## Challenge
Recast the items, starting at the line containing "Trace the outline of every instance of the white" and ending at the line containing "M0 77L0 145L45 139L84 115L87 108L52 87L34 88Z", as a two-column CSV with the columns text and answer and one row per item. Put each value in a single quoted field, with line breaks replaced by spaces.

## Dataset content

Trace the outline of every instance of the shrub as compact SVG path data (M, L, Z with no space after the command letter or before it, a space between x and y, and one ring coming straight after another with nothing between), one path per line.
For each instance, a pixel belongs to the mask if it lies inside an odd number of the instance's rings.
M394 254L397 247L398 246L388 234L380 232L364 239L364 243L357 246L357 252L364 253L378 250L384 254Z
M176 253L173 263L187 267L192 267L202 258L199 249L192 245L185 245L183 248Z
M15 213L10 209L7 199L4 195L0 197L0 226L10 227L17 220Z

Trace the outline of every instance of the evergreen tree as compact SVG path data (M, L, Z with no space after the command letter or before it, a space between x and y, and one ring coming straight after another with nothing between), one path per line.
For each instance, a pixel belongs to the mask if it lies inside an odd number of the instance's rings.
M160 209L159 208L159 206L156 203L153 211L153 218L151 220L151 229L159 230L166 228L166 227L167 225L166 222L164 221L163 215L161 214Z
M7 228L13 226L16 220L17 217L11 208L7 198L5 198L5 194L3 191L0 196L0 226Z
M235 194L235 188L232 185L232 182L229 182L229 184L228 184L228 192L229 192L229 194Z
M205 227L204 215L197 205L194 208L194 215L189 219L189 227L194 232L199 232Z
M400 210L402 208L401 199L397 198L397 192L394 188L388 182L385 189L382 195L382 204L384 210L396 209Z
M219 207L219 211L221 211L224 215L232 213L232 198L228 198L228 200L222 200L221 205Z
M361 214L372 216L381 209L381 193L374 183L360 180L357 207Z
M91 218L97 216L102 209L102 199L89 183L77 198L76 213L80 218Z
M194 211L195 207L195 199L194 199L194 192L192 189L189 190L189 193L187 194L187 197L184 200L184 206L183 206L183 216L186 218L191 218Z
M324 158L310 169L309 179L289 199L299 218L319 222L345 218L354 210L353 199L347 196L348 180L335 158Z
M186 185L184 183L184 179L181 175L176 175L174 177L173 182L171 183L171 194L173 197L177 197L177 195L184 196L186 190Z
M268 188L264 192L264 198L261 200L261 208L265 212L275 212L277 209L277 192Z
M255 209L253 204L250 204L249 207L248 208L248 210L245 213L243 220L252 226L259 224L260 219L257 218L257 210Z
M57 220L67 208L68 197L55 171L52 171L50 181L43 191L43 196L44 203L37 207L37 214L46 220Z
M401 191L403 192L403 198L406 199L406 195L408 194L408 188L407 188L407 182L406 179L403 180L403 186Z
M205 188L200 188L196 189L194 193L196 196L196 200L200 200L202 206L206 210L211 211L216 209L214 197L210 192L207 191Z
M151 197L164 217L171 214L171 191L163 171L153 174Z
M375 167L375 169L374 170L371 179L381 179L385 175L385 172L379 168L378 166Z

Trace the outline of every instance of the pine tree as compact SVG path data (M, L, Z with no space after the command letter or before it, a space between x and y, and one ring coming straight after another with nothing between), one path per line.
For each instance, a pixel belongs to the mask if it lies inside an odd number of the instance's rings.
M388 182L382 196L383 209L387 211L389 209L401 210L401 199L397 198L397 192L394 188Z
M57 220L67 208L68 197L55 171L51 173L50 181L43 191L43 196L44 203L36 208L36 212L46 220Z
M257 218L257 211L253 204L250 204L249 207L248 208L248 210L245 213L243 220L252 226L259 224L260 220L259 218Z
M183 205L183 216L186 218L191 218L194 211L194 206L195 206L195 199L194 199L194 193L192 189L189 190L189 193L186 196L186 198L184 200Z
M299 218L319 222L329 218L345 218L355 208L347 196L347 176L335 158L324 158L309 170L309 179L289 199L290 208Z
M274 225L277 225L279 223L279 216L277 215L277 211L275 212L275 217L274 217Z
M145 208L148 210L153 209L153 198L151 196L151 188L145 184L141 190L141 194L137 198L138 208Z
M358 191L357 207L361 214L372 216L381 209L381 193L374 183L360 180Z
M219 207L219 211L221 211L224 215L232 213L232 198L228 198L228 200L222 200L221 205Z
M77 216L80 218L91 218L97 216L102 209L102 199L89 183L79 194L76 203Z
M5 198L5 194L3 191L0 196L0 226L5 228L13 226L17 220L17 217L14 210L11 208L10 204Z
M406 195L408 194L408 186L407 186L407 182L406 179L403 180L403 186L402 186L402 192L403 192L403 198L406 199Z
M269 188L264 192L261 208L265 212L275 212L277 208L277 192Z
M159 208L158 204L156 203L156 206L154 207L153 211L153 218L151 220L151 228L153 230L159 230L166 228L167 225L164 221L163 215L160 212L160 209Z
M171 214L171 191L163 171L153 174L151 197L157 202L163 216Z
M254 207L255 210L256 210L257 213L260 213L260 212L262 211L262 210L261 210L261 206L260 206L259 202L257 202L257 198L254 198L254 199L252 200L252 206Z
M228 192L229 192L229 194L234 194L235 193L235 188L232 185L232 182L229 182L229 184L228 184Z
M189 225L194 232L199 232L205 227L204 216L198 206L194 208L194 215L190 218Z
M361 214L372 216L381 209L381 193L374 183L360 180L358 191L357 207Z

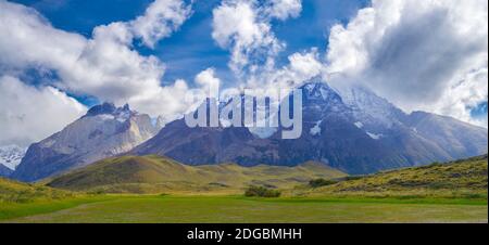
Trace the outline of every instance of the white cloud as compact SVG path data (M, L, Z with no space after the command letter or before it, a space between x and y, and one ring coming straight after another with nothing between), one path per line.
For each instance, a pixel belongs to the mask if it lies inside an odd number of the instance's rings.
M328 73L405 111L471 121L469 108L488 96L487 18L485 0L373 0L347 26L331 28Z
M230 50L233 72L243 77L272 69L285 43L275 37L271 21L298 16L301 7L297 0L224 0L214 9L212 37L221 48Z
M0 77L0 145L45 139L84 115L87 108L52 87L34 88Z
M155 56L139 54L131 46L138 36L154 44L188 15L189 7L181 1L158 0L136 21L98 26L92 38L86 39L52 27L30 8L0 1L0 33L5 37L0 40L0 67L4 73L28 67L52 69L60 76L57 86L64 90L117 104L127 102L136 109L151 108L145 113L153 115L177 113L167 100L174 94L172 90L183 88L183 81L161 87L164 64ZM149 101L154 105L141 103Z
M158 40L177 30L190 14L190 5L186 5L181 0L158 0L151 3L145 15L137 17L130 25L135 35L152 48Z
M297 17L302 11L301 0L271 0L269 4L268 14L281 21Z

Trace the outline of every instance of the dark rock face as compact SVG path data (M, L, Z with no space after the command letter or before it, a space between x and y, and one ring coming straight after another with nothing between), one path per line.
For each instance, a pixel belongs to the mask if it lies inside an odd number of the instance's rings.
M349 173L371 173L487 153L487 129L427 113L408 115L362 88L344 96L324 82L302 89L299 139L283 140L280 129L261 139L247 128L188 128L180 119L128 154L158 154L188 165L315 160Z
M97 105L62 131L32 144L11 178L36 181L84 167L131 150L158 129L148 115L127 105Z

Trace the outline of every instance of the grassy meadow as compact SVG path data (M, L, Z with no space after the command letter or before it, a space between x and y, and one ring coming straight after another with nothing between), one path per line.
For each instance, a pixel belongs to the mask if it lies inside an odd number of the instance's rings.
M0 179L0 222L487 223L487 156L362 177L314 163L191 167L121 157L34 184ZM249 185L280 196L247 197Z

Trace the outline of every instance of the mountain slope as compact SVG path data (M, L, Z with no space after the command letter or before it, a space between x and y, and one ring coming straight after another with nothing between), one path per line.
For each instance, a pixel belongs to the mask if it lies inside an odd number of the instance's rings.
M27 184L0 178L0 205L2 203L27 203L35 199L57 199L72 193L40 184Z
M127 105L97 105L62 131L32 144L11 177L35 181L84 167L127 152L156 131L148 115L133 112Z
M314 195L434 195L487 198L488 157L479 156L447 164L379 172L339 183L296 191Z
M187 166L159 156L108 158L51 180L48 185L75 191L129 193L212 192L238 193L250 184L291 188L314 178L341 178L346 175L316 163L289 167L236 164Z
M0 177L9 177L13 170L0 164Z
M365 88L338 91L312 80L301 89L299 139L283 140L280 128L262 139L247 128L188 128L180 119L128 154L158 154L188 165L296 166L315 160L362 175L487 153L487 129L432 114L408 115ZM428 117L437 119L422 119Z
M7 145L0 147L0 165L10 169L15 169L21 164L22 157L25 155L25 149L17 145Z

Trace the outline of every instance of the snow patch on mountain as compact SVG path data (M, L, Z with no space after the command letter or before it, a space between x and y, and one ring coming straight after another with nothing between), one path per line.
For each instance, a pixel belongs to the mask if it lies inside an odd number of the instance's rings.
M371 137L374 140L380 140L380 138L384 137L381 133L379 133L379 134L376 134L376 133L373 133L373 132L366 132L366 133L368 134L368 137Z
M248 130L253 133L253 136L260 138L260 139L268 139L271 138L275 132L278 131L278 128L274 127L254 127L254 128L248 128Z
M356 128L363 128L363 124L361 121L356 121L354 125L356 126Z
M313 137L321 136L321 122L323 122L323 120L318 120L316 125L313 128L311 128L310 130L311 136Z
M24 157L26 149L17 145L0 146L0 165L3 165L12 170L15 170Z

## Response to this task
text,answer
"Trace the outline of every instance of the white cloud as compact SVG path data (M, L, Z with no space after the command letter or before it, a space between x and y, and one ring coming straight after another with nothing between), one path per line. For each instance, a pixel belongs to the mask if it lies inside an odd number of the instance's rings.","M328 73L405 111L471 121L469 108L488 96L487 18L485 0L373 0L347 26L331 28Z M230 50L233 72L243 77L272 69L285 43L275 37L271 21L298 16L301 7L297 0L224 0L214 9L212 37L221 48Z M0 77L0 145L45 139L84 115L87 108L52 87L34 88Z"